Among the records, how many lines carry the string "mural"? Give that number with nothing added.

SUPPLIED INFORMATION: Begin

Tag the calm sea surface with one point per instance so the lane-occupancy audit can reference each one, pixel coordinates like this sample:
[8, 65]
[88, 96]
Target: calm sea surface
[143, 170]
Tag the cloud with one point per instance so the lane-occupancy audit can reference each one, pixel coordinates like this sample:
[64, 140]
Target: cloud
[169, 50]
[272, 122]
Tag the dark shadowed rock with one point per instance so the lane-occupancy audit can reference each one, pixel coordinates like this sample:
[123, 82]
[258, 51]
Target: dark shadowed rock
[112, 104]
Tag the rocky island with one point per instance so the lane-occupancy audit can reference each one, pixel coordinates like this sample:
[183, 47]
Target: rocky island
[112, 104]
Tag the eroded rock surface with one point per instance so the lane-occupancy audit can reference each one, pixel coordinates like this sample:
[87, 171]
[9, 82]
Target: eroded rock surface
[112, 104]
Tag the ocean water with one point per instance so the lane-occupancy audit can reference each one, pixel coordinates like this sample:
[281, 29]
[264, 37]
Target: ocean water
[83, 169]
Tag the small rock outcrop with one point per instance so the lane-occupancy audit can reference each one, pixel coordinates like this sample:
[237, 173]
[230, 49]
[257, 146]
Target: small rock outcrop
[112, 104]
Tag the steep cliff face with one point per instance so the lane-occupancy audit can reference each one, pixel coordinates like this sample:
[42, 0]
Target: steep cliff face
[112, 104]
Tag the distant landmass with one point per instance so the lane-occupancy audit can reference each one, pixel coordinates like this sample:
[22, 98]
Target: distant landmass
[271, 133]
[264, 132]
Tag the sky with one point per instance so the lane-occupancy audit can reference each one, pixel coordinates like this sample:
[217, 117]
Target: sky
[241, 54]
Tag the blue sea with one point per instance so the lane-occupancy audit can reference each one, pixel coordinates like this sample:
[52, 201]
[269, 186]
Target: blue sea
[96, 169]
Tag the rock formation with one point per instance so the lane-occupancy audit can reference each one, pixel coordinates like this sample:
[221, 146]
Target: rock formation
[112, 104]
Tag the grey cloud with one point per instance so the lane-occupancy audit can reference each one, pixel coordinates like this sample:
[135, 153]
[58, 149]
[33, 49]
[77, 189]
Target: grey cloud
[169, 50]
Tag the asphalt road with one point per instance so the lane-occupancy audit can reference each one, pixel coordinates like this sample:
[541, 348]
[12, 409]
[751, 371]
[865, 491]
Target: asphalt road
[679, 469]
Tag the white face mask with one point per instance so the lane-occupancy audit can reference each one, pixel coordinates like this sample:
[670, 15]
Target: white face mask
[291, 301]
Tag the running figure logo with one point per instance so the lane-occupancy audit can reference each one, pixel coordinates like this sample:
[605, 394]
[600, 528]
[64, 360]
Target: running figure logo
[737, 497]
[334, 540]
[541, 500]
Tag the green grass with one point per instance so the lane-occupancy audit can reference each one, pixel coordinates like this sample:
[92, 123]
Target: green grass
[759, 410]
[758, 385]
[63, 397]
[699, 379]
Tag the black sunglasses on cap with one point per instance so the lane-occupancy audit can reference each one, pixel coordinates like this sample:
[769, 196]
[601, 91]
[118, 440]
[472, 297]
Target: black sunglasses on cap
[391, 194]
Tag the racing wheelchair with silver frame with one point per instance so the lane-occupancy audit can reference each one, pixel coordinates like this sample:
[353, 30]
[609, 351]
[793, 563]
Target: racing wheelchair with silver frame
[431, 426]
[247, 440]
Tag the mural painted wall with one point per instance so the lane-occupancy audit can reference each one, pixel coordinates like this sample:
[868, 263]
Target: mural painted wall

SUPPLIED INFORMATION: End

**RESULT**
2